▸ **ARTICLE**:
__________________________________________________
Senator Tkachuk: One more question. It bedevils me a little bit because charities operate at the pleasure of the government. If the government says, "We're going to pull your tab and you can't get receipts anymore,'' that kills the charity.
It seems to me that you can do an audit of the person's books, and you can do an audit there. Revenue Canada does those. That can be fully compliant, but that doesn't mean that in the field they are not doing some bad things out there.
So if there is some operational evidence that there are suspicious things going on, Revenue Canada can simply say, "We're going to do an audit operationally and we're suspending you for six months, and we'll see what happens.'' There is really not much they can do about it.
That's why I don't understand why we can't seem to log on to what is going on with charities, because we hear a lot of talk, but there are no convictions and nothing happening.
Mr. Levitt: I would caution against judging by convictions. There are many tools in our tool kit. There are certainly cases where there should be prosecutions and indictments, and at least in some cases, one would assume, convictions. I think a very strong case can be made across the board, not just in Canada, that these are few and far between and that that's not always indicative of insufficient evidence. I think sometimes it is indicative of some of the other things we have discussed, in terms of resources and prioritization of the threat.
There are other ways to measure how well we're doing on this whole issue. The same way, by the way, we shouldn't measure by how many designations we have had, how many FINTRAC referrals we have had. Each of these is interesting, but, in isolation, none of them is particularly telling.
I think it's also important to recognize that it can be politically sensitive to target charities, especially if charities are tied to particular ethnic or religious groups. So you want to make sure that there is enough there.
It's my understanding — and I can't speak to Canada, I can only speak to the United States — as former FBI, if you look at the Holy Land Foundation case here in the United States, it was the largest Muslim charity in the country at the time, and it turned out to be a front for Hamas. It took two trials. The first ended in a hung jury, but ultimately there were convictions on all counts of charity abuse for terrorist support in the United States.
__________________________________________________
▸ **DATASET EXTRACT**:
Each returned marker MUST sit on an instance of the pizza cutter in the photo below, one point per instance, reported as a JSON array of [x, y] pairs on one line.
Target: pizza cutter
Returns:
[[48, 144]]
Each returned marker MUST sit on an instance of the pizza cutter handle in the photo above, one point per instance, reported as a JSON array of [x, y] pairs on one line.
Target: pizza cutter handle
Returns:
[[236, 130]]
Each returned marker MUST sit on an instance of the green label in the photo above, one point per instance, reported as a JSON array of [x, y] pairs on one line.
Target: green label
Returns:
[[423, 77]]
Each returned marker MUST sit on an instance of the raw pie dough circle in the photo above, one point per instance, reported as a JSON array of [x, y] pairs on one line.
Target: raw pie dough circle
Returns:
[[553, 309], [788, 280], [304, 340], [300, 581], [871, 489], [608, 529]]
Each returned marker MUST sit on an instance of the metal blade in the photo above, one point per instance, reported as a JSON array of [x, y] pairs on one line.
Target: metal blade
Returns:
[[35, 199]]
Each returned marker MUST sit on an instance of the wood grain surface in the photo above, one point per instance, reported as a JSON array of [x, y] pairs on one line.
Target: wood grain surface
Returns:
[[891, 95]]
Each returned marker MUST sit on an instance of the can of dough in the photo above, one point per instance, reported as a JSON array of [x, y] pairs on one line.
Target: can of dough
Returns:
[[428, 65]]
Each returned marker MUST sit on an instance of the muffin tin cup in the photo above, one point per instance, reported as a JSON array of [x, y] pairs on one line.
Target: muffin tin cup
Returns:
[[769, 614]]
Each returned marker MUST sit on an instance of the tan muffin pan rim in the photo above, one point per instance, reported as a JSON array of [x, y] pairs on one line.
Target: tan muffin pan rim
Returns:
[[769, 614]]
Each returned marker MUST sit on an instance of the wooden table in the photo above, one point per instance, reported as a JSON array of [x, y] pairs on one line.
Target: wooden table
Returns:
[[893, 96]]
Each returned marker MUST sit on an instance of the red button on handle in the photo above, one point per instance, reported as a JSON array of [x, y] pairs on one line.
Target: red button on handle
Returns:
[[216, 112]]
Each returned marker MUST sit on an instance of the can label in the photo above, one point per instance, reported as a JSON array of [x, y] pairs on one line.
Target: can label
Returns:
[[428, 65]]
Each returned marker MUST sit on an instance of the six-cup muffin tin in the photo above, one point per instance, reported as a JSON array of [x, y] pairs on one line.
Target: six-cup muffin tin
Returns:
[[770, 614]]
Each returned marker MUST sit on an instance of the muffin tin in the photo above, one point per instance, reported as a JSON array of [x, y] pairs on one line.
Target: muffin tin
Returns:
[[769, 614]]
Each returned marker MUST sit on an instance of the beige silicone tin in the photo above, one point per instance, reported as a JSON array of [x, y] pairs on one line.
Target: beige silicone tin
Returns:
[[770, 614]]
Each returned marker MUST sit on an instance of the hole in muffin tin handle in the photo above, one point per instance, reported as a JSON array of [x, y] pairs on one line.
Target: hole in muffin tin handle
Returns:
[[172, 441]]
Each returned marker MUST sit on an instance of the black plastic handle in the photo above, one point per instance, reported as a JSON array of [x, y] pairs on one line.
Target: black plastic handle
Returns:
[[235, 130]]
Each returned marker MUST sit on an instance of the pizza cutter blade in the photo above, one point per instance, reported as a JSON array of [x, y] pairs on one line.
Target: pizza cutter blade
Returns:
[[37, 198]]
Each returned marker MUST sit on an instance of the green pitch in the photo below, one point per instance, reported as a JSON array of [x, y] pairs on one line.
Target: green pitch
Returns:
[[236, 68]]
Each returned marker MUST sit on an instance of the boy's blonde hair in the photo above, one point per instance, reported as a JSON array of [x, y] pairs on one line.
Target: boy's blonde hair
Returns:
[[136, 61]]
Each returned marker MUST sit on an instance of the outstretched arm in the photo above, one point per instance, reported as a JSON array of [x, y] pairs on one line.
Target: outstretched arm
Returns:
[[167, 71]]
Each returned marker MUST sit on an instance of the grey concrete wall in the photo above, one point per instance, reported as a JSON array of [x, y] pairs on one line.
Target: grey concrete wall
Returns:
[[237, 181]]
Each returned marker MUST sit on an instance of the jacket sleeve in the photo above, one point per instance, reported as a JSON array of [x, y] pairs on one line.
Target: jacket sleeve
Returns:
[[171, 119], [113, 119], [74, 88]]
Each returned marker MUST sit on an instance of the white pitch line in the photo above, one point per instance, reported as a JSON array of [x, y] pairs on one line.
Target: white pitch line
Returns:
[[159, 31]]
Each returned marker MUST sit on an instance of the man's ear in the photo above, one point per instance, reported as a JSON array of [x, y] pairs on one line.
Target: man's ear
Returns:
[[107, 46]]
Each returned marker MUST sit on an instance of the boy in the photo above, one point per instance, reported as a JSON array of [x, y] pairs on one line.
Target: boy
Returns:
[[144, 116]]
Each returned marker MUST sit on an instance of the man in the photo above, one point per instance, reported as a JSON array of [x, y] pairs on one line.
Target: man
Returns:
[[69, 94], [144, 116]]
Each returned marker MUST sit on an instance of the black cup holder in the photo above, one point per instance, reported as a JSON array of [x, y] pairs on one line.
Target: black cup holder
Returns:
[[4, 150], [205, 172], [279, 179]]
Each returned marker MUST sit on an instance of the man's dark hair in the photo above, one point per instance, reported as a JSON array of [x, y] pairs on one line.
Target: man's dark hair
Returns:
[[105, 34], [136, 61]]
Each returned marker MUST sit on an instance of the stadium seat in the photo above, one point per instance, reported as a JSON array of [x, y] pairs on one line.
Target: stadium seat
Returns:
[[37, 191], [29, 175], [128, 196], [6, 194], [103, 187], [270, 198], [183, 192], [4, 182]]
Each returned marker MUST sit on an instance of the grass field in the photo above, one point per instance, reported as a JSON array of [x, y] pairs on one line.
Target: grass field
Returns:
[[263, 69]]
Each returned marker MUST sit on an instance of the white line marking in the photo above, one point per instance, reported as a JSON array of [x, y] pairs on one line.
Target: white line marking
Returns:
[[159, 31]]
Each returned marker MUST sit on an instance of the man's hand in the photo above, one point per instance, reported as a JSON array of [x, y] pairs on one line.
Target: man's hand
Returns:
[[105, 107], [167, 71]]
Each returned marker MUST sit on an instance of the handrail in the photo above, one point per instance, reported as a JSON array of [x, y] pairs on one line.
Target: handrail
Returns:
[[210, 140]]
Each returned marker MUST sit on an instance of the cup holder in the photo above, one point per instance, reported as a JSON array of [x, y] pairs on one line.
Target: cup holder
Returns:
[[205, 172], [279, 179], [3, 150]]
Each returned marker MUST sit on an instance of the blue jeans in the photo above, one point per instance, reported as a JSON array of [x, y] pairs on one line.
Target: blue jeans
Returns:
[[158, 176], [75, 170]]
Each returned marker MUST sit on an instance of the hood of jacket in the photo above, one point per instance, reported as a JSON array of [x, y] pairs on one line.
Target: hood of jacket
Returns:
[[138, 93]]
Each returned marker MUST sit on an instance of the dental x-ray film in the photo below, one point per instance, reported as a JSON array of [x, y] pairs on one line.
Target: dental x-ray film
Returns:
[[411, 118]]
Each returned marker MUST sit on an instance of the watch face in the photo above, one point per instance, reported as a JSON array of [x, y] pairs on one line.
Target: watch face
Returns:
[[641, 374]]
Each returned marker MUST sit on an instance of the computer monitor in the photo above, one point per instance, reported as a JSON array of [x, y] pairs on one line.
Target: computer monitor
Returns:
__________________________________________________
▸ **STATED PROBLEM 1**: In the transcript on charities, how did the first Holy Land Foundation trial end?
▸ **STATED PROBLEM 2**: Copy the transcript on charities word for word, from "Senator Tkachuk: One" to "do about it.".
▸ **STATED PROBLEM 3**: Resume the transcript on charities after its last sentence.
The rows aren't needed here.

▸ **WRITTEN RESPONSE 1**: It ended in a hung jury.

▸ **WRITTEN RESPONSE 2**:
Senator Tkachuk: One more question. It bedevils me a little bit because charities operate at the pleasure of the government. If the government says, "We're going to pull your tab and you can't get receipts anymore,'' that kills the charity.
It seems to me that you can do an audit of the person's books, and you can do an audit there. Revenue Canada does those. That can be fully compliant, but that doesn't mean that in the field they are not doing some bad things out there.
So if there is some operational evidence that there are suspicious things going on, Revenue Canada can simply say, "We're going to do an audit operationally and we're suspending you for six months, and we'll see what happens.'' There is really not much they can do about it.

▸ **WRITTEN RESPONSE 3**:
That didn't start with a prosecution. That was an intelligence investigation for quite a few years, very operational, looking at books and other things. So I can only assume that counterparts in Canada engaged in similar activities where they deem it necessary.
The Chair: Senator Meredith, be very brief.
Senator Meredith: Thank you so much. We heard from two professors prior to you, and they talked about, especially Professor Keatinge, diversion and assets where alleged charity sends monies, goods and products for humanitarian purposes overseas and those are then diverted for illicit activities. Can you elaborate for me in terms of what Canada can do in terms of our charities? You talk about compliance and governance and so forth. Is there anything else that we can do differently or we need to enhance? To Senator Tkachuk's line of questioning with respect to these charities in terms of prosecution or having their charity status revoked because they are failing to comply, can you elaborate further on that?
Mr. Levitt: First of all, I was very pleased to see that my friend and colleague Tom Keatinge testified today, too. You are in good hands. I can't speak to the hands you are in now, but earlier you were in good hands.
He raises an important point in terms of diversion. Sometimes diversion happens and it's not part of what is happening in the home charity, say in the United States or Canada, where an entity is raising funds. They are trying to do the right thing, and then it gets diverted farther down the line either by someone farther down the line who is a bad actor or because, as I said, funds are needed to get food to this village. The only way to get to this village is to go through lines controlled by a militant group. They will only let me through with a bribe. There are a variety of ways it can happen.
What we need to be most concerned with are ones where the charity operating in the home country, say Canada, is knowingly operating in such a way that diversion is happening. It knows about it. Perhaps it's purposefully doing it that way, in the worst case scenario, or it's tolerating it and not reporting it.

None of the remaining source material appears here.